(Information shown Opens)

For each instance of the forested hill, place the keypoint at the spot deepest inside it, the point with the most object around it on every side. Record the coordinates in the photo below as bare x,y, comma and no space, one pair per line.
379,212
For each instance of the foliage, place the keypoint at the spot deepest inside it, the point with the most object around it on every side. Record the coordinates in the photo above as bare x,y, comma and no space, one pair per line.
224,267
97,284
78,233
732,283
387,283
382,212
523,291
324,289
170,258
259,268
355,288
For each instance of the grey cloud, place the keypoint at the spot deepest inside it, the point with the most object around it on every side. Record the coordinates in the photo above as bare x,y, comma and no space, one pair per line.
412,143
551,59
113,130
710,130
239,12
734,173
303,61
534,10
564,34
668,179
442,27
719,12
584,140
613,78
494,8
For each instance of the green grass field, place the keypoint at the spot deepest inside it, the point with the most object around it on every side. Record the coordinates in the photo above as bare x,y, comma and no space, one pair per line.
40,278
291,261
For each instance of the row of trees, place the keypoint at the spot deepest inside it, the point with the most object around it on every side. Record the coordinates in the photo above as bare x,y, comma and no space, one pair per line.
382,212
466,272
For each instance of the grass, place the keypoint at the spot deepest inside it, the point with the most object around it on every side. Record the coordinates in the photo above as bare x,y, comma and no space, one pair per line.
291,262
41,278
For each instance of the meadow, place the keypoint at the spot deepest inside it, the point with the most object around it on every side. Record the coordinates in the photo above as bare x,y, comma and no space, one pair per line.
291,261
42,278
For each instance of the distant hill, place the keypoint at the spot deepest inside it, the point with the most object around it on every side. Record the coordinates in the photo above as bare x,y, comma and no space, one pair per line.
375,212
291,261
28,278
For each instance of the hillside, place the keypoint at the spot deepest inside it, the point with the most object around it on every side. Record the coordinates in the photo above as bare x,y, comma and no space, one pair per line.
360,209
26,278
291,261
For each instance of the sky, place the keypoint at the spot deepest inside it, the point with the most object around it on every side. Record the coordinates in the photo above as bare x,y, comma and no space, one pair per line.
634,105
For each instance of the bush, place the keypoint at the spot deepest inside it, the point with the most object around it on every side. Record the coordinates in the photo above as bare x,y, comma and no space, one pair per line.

(Information shown Closes)

*What the exercise asks*:
Retype each record exactly, leaving nothing out.

*Answer below*:
For each instance of the forested hill, place the keypoint at the spot deepest inside it, the point with the most object around it on every side. Record the coordinates in the photo below as bare x,y, comma and no space, one pair per line.
379,212
For each instance of the foliage, place the keypoint at the spot deepest inside it, the point with the most object around it on every side. Record the coordinates in the photo above as bare x,y, comma and no space, one pair per line.
224,267
97,284
78,233
732,283
387,283
382,212
523,291
324,289
170,258
259,268
355,288
For each instance of the grey cloud, place the keypoint at the spot deepest inside it, the point with the most object around it on every side. Record the coordinates in the photo above as bare x,y, comma and no space, one pair per line.
412,143
551,59
113,130
710,130
239,12
734,173
303,61
534,10
564,34
668,179
442,27
719,12
584,140
613,78
494,8
For each instance of the green grass field, place the keypoint at the spot deepest inside it, the point with the most object around it on every side. Record the coordinates in the photo above as bare x,y, comma and no space, one pair per line.
40,278
291,261
For each instance of the row of trees, place the keypoint at the spot deepest inside it, the point with the most object around it on every side. Record the coordinates in the photo above as bare x,y, comma and no space, one pair per line.
382,212
466,272
For each instance of the grass, place the keypoint at the spot deepest inside it, the point with the most object around it on every side. Record the coordinates in the photo above as bare x,y, comma and no space, one pair per line.
291,262
41,278
For each instance of the meadow, place the keypoint at the spot deepest inside it, the point with the most object around it on every side. Record the coordinates in the photo above as bare x,y, comma and no space, one pair per line.
291,261
42,278
For each instance of the distant hill, place the keypoint at the spot deepest inside it, the point with the most object around it on every side. Record the coordinates in the photo above as bare x,y, comma and no space, one pair per line.
375,212
291,261
28,278
For each instance of the hillside, place the keypoint at the spot deepest inside it, the point with the most object around it on every side. Record the coordinates in the photo above as bare x,y, comma and no space, one pair per line.
360,209
26,278
291,261
For each instance of the sky, place the keypoint at the spot deepest inside it, the point with the most object around it on every side. Record the coordinates in the photo above as bare x,y, comma and no space, one pair per line.
634,105
For each instance of the bush, place the keypoint at the spot deepest inside it, the point with the most object around it on every side. Record the coordinates in the photo above as bare x,y, comma and no space, one pair per line.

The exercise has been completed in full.